*Records provided:*
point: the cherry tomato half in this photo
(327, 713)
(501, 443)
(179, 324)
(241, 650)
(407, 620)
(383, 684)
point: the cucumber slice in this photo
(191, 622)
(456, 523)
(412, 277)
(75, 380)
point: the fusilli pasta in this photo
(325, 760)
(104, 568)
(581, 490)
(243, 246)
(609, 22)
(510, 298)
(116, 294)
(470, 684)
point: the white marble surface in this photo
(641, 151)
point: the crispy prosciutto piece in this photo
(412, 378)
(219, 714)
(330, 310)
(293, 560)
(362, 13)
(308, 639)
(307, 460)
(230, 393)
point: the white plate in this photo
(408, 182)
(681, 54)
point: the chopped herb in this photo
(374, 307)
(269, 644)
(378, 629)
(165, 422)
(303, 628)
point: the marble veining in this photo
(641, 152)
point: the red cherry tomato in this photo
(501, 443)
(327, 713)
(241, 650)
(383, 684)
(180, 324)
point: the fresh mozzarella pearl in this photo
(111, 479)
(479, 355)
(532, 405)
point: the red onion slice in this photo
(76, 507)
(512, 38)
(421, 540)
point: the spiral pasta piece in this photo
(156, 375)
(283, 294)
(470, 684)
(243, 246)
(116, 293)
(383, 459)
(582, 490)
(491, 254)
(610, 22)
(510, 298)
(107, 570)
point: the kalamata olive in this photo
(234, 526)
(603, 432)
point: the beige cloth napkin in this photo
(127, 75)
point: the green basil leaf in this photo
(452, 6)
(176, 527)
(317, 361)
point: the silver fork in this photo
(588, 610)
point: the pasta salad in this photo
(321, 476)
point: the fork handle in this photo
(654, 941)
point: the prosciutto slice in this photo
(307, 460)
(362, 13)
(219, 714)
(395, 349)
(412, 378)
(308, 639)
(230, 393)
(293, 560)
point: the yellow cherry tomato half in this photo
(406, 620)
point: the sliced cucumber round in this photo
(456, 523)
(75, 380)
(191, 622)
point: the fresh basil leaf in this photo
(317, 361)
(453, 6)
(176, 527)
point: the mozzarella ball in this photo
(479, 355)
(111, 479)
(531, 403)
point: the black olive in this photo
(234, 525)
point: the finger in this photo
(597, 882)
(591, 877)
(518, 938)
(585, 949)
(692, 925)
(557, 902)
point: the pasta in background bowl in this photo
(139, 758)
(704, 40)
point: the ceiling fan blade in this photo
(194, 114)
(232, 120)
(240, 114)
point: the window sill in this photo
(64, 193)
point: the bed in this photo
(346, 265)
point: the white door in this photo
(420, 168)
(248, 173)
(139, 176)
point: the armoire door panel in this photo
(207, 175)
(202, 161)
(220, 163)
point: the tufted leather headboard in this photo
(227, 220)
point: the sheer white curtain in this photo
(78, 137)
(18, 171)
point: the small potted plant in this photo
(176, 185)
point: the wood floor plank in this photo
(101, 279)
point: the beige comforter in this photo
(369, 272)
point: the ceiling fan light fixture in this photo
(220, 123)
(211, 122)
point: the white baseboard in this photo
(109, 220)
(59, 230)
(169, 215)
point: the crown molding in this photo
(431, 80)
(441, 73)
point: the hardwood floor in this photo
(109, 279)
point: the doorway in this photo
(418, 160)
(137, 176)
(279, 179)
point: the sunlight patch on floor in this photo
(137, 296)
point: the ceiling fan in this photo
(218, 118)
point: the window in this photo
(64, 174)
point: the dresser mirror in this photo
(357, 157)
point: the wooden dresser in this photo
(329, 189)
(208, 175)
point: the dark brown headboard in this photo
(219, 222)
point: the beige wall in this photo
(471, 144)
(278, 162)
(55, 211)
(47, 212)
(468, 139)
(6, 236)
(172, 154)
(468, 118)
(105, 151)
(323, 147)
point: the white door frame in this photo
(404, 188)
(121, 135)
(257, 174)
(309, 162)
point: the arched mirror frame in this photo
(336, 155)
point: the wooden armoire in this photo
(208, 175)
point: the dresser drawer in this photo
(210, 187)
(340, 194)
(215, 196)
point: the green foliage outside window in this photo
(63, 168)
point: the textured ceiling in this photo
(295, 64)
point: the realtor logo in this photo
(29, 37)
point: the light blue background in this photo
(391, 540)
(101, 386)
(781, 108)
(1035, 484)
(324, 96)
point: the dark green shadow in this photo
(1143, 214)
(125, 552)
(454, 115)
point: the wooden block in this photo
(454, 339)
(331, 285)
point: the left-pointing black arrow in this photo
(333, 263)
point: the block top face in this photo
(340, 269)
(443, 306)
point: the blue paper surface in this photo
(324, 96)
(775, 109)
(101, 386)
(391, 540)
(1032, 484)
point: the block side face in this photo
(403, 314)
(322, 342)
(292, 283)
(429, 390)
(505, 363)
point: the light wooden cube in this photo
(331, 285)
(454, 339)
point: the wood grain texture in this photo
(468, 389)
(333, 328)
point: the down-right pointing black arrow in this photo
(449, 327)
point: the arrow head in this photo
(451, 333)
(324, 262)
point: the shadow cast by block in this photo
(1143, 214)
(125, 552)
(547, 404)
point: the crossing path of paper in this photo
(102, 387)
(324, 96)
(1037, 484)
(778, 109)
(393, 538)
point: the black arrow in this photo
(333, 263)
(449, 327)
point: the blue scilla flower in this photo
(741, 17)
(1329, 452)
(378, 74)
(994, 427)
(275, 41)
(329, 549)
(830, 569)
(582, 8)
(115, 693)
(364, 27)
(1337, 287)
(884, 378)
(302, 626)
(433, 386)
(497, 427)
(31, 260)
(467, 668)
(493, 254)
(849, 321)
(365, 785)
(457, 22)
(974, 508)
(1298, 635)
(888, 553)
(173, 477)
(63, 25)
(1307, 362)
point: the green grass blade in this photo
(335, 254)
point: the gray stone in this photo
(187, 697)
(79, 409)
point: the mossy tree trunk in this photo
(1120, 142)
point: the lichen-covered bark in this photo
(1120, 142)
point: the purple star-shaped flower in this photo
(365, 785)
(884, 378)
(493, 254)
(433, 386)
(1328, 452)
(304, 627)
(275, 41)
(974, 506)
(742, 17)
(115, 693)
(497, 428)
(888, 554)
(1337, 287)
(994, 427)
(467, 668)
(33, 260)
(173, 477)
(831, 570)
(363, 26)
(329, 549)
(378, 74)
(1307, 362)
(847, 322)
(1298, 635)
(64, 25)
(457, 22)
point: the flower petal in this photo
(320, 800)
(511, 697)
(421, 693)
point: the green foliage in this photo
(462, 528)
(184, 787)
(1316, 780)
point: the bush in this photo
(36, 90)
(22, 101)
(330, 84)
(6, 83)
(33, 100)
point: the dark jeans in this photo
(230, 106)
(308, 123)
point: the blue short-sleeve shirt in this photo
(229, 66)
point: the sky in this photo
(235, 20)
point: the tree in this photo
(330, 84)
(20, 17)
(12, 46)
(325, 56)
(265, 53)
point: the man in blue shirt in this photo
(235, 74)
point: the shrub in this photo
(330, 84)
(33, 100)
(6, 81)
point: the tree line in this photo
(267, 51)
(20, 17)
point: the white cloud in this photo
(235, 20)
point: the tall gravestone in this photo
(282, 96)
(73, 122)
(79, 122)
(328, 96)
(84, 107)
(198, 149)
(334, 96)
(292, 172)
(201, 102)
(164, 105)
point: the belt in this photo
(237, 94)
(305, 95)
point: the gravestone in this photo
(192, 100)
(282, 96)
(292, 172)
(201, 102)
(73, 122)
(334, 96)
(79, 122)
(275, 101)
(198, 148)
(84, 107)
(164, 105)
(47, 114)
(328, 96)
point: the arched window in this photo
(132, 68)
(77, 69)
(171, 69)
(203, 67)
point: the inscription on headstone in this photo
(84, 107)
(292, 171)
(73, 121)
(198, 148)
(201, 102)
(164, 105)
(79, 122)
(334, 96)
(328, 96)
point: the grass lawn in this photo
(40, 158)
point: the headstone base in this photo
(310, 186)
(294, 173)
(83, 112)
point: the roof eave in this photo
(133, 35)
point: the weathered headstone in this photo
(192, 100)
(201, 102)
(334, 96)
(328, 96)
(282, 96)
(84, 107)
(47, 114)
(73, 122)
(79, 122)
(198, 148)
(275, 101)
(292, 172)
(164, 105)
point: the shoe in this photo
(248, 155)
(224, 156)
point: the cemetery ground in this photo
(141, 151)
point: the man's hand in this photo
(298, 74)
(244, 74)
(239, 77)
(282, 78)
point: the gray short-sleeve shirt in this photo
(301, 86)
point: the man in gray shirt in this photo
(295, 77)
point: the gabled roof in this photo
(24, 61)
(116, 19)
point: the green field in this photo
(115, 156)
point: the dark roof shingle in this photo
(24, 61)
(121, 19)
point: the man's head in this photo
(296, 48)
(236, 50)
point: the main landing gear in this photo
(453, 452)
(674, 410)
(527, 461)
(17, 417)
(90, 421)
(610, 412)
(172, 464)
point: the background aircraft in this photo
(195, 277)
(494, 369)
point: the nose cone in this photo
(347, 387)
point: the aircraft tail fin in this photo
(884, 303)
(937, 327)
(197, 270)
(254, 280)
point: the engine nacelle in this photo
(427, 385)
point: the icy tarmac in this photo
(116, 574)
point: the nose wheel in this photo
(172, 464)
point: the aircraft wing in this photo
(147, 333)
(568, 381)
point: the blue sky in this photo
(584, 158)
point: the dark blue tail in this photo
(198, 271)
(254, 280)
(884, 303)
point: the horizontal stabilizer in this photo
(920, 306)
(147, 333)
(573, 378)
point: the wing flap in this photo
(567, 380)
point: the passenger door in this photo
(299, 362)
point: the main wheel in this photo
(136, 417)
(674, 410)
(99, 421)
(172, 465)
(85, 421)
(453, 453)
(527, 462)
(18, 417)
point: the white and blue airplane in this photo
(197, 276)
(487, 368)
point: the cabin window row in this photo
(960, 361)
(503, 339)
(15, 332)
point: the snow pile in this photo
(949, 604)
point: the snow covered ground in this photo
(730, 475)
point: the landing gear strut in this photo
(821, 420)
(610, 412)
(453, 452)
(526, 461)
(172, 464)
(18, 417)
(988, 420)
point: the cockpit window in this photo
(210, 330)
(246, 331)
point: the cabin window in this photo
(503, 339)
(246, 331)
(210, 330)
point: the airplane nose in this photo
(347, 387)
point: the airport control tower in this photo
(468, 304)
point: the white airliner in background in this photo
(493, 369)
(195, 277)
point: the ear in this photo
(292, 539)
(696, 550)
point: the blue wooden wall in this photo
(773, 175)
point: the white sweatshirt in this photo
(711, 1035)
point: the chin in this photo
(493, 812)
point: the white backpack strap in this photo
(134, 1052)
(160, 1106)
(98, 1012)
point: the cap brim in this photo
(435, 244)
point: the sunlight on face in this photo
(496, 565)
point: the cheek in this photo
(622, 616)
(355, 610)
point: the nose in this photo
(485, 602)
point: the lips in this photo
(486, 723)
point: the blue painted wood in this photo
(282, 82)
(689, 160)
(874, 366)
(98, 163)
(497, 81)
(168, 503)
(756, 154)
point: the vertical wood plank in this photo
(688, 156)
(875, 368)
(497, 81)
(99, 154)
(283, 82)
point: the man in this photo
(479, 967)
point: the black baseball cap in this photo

*What the task asks:*
Reproduce the items without changes, starting at the line that contains "point: the blue painted wood in this photo" and ending at the last line of the items, both included.

*Result for this task:*
point: the blue painted wood in this photo
(282, 82)
(689, 160)
(874, 366)
(98, 163)
(497, 81)
(168, 503)
(756, 154)
point: the vertical wood plank in this photo
(688, 156)
(875, 368)
(497, 81)
(99, 154)
(283, 82)
point: the man in this photo
(479, 967)
point: the black baseball cap in this photo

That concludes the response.